- _EXCERPT PROVIDED_
AMENDMENT AND TERMINATION. The Trust Agreements may be amended by the
Trustee and the Sponsor without the consent of any of the Unitholders: (i)
to cure any ambiguity or to correct or supplement any provision which may
be defective or inconsistent; (ii) to change any provision thereof as may
be required by the Securities and Exchange Commission or any successor
governmental agency; or (iii) to make such provisions as shall not
adversely affect the interests of the Unitholders. The Trust Agreements
with respect to the Trusts may also be amended in any respect by the
Sponsor and the Trustee, or any of the provisions thereof may be waived,
with the consent of the holders of Units representing 66 2/3% of the Units
then outstanding of such Trust, provided that no such amendment or waiver
will reduce the interest of any Unitholder thereof without the consent of
such Unitholder or reduce the percentage of Units required to consent to
any such amendment or waiver without the consent of all Unitholders of such
Trust. In no event shall any Trust Agreement be amended to increase the
number of Units of a Trust issuable thereunder or to permit, except in
accordance with the provisions of such Trust Agreement, the acquisition of
any Securities in addition to or in substitution for those initially
deposited in a Trust. The Trustee shall promptly notify Unitholders of the
substance of any such amendment.
The Trust Agreements provide that the Trusts shall terminate upon the
maturity, redemption or other disposition of the last of the Securities
held in a Trust. If the value of a Trust shall be less than the applicable
minimum value stated under "Essential Information," the Trustee may, in its
discretion, and shall, when so directed by the Sponsor, terminate the
Trust. A Trust may be terminated at any time by the Unitholders
representing 66 2/3% of the Units thereof then outstanding. In the event of
termination of a Trust, written notice thereof will be sent by the Trustee
to all Unitholders of such Trust. Within a reasonable period after
termination, the Trustee will sell any Securities remaining in such Trust
and, after paying all expenses and charges incurred by the Trust, will
distribute to Unitholders thereof (upon surrender for cancellation of
certificates for Units, if issued) their pro rata share of the balances
remaining in the Interest and Principal Accounts of such Trust.
LIMITATIONS ON LIABILITY. The Sponsor: The Sponsor is liable for the
performance of its obligations arising from its responsibilities under the
Trust Agreements, but will be under no liability to the Unitholders for
taking any action or refraining from any action in good faith pursuant to
the Trust Agreements or for errors in judgment, except in cases of its own
gross negligence, bad faith or willful misconduct. The Sponsor shall not be
liable or responsible in any way for depreciation or loss incurred by
reason of the sale of any Securities.

- _GIVEN ENTRIES_
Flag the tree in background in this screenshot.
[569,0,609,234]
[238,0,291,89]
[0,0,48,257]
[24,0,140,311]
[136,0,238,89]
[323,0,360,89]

- _AIM OF THE EXERCISE_
Write what comes next in the passage on trust amendment, termination, and liability, picking up after its last sentence. The lines here come from a different source than the text.

- _EXERCISE RESULT_
The Trustee: The Trust Agreements provide that the Trustee shall be under
no liability for any action taken in good faith in reliance upon prima
facie properly executed documents or for the disposition of monies,
Securities or certificates except by reason of its own gross negligence,
bad faith or willful misconduct, nor shall the Trustee be liable or
responsible in any way for depreciation or loss incurred by reason of the
sale by the Trustee of any Securities. In the event that the Sponsor shall
fail to act, the Trustee may act and shall not be liable for any such
action taken by it in good faith. The Trustee shall not be personally
liable for any taxes or other governmental charges imposed upon or in
respect of the Securities or upon the interest thereon. In addition, the
Trust Agreements contain other customary provisions limiting the liability
of the Trustee.
The Sponsor reserves the right to reject, in whole or in part, any order
for the purchase of Units.
The Evaluator: The Trustee and Unitholders may rely on any evaluation
furnished by the Evaluator and shall have no responsibility for the
accuracy thereof. The Trust Agreements provide that the determinations made
by the Evaluator shall be made in good faith upon the basis of the best
information available to it, provided, however, that the Evaluator shall be
under no liability to the Trustee or Unitholders for errors in judgment,
but shall be liable only for its gross negligence, lack of good faith or
willful misconduct.
TRUST EXPENSES
The Sponsor will charge the Trusts a surveillance fee for services
performed for the Trusts in an amount not to exceed that amount set forth
in "Essential Information" but in no event will such compensation, when
combined with all compensation received from other unit investment trusts
for which the Sponsor both acts as sponsor and provides portfolio
surveillance, exceed the aggregate cost to the Sponsor for providing such
services. Such fee shall be based on the total number of Units of the
related Trust outstanding as of the December Record Date preceding any
annual period. The Sponsor will receive a portion of the sales commissions
paid in connection with the purchase of Units and will share in profits, if
any, related to the deposit of Securities in the Trusts.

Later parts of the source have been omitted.